Written exercise: Rewrite every one of the rows below, swapping "shelf-audit log" for "stock-check log" and leaving everything else unchanged. Leave the pictures out of your answer.

Given entries:

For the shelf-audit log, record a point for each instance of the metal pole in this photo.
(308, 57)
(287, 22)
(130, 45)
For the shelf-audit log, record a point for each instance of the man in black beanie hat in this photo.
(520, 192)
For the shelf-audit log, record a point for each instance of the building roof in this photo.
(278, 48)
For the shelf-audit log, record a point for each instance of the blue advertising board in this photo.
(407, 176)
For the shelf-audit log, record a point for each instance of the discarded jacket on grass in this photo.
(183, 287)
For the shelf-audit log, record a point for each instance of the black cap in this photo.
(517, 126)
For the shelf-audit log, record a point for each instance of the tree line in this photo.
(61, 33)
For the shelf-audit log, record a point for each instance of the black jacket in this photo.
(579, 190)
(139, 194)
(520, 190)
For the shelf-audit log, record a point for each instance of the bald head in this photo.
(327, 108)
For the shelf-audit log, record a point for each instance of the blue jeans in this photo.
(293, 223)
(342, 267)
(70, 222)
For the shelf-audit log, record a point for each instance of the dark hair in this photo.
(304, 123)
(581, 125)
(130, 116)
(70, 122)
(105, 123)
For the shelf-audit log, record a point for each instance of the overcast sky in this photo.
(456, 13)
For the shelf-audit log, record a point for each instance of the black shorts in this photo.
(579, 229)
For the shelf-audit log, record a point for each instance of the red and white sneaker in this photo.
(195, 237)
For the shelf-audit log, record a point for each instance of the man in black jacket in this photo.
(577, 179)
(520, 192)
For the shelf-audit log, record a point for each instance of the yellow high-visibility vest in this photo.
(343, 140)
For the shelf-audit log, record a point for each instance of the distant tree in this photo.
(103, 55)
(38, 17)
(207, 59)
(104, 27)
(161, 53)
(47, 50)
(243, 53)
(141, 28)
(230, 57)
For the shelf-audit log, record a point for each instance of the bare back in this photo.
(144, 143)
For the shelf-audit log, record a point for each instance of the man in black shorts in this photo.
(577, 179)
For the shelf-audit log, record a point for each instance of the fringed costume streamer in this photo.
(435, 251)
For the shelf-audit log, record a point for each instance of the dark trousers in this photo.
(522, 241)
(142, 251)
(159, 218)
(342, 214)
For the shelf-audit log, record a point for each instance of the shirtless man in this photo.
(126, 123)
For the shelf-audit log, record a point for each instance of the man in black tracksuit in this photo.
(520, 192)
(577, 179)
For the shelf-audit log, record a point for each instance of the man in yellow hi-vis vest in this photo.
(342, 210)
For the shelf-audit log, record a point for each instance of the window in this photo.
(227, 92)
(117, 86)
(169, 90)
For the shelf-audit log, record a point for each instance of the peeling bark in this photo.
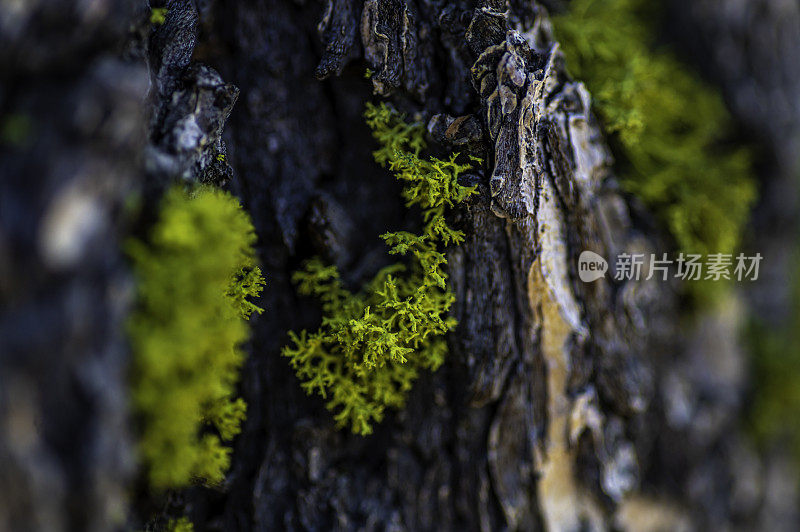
(562, 406)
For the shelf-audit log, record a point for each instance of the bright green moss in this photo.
(194, 277)
(372, 344)
(668, 125)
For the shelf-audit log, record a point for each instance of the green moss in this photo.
(158, 15)
(372, 344)
(194, 277)
(773, 415)
(16, 130)
(668, 126)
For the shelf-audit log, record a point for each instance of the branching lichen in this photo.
(668, 125)
(372, 344)
(195, 276)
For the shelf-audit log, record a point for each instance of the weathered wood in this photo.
(563, 405)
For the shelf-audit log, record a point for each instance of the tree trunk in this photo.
(562, 405)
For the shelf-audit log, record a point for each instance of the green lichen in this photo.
(668, 127)
(773, 414)
(158, 15)
(373, 344)
(194, 277)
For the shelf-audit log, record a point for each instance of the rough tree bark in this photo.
(562, 405)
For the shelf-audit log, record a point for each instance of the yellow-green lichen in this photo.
(158, 15)
(372, 344)
(180, 525)
(668, 127)
(194, 277)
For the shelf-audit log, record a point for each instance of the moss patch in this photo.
(372, 344)
(195, 275)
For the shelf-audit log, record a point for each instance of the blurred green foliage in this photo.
(158, 15)
(372, 344)
(194, 277)
(669, 128)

Problem solution:
For the stock-check log, record a point for each instance of the metal pole in this photo.
(308, 57)
(287, 22)
(130, 45)
For the stock-check log, record a point for each instance of the man in black beanie hat in this photo.
(520, 192)
For the stock-check log, record a point for each instance of the building roof in this photo.
(278, 48)
For the stock-check log, record a point for each instance of the blue advertising board in this photo.
(407, 176)
For the stock-check log, record a point for each instance of the discarded jacket on grass in this photo.
(183, 287)
For the stock-check log, record a point for each instance of the black cap in this photo.
(517, 126)
For the stock-check log, record a point for each instance of the tree line in this photo.
(61, 33)
For the stock-check log, record a point for each instance of the black jacket in this photo.
(579, 190)
(139, 194)
(520, 190)
For the stock-check log, record a point for each instance of the bald head in this photo.
(327, 108)
For the stock-check log, record a point for each instance of the blue jeans in this photo.
(293, 223)
(342, 267)
(70, 222)
For the stock-check log, record a point for each instance of the dark hair in this photo.
(304, 123)
(581, 125)
(130, 116)
(70, 122)
(105, 123)
For the stock-check log, record a point for each instance of the overcast sky in this photo.
(456, 13)
For the stock-check log, record a point for each instance of the black shorts in this photo.
(579, 229)
For the stock-check log, record a point for each instance of the red and white sneaker in this photo.
(195, 237)
For the stock-check log, record a point for each instance of the man in black jacket in this photo.
(577, 179)
(520, 192)
For the stock-check log, record a point for each instance of the yellow high-visibility vest in this photo.
(343, 140)
For the stock-check log, record a point for each instance of the distant tree in this photo.
(103, 55)
(38, 17)
(207, 59)
(104, 27)
(161, 53)
(47, 50)
(243, 53)
(141, 28)
(230, 57)
For the stock-check log, record a point for each instance of the bare back in this photo.
(144, 143)
For the stock-check log, record a point for each instance of the man in black shorts in this photo.
(577, 179)
For the stock-check log, record a point for each instance of the fringed costume streamer in this photo.
(435, 251)
For the stock-check log, record a point for each instance of the dark trousers in this photo.
(522, 241)
(142, 251)
(159, 218)
(342, 214)
For the stock-check log, record a point for each instance of the shirtless man in this photo.
(126, 123)
For the stock-check log, record a point for each instance of the man in black tracksuit in this photo.
(520, 192)
(577, 179)
For the stock-check log, record a point for each instance of the man in yellow hi-vis vest in this photo.
(342, 210)
For the stock-check log, record a point for each instance of the window in this photo.
(227, 92)
(117, 86)
(169, 90)
For the stock-check log, record a point for each instance of the peeling bark in this photo.
(562, 406)
For the stock-check log, record a point for each instance of the bright green moss in this photo.
(194, 277)
(372, 344)
(668, 125)
For the stock-check log, record a point for each instance of the green moss in this photo.
(158, 15)
(372, 344)
(194, 277)
(773, 415)
(16, 130)
(668, 126)
For the stock-check log, record a point for each instance of the branching lichen in this photo.
(668, 125)
(372, 344)
(195, 276)
For the stock-check log, record a point for each instance of the weathered wood in this photo.
(563, 405)
For the stock-check log, record a point for each instance of the tree trunk in this photo.
(562, 405)
For the stock-check log, record a point for each instance of the green lichen in this photo.
(668, 127)
(773, 414)
(158, 15)
(373, 344)
(194, 277)
For the stock-check log, record a point for each instance of the rough tree bark in this photo.
(562, 405)
For the stock-check log, record a point for each instance of the yellow-green lichen in this photo.
(158, 15)
(372, 344)
(180, 525)
(668, 127)
(194, 277)
For the stock-check log, record a point for each instance of the moss patch in this photo.
(372, 344)
(195, 275)
For the stock-check log, record a point for each instance of the blurred green foliage in this photo.
(158, 15)
(372, 344)
(194, 277)
(669, 128)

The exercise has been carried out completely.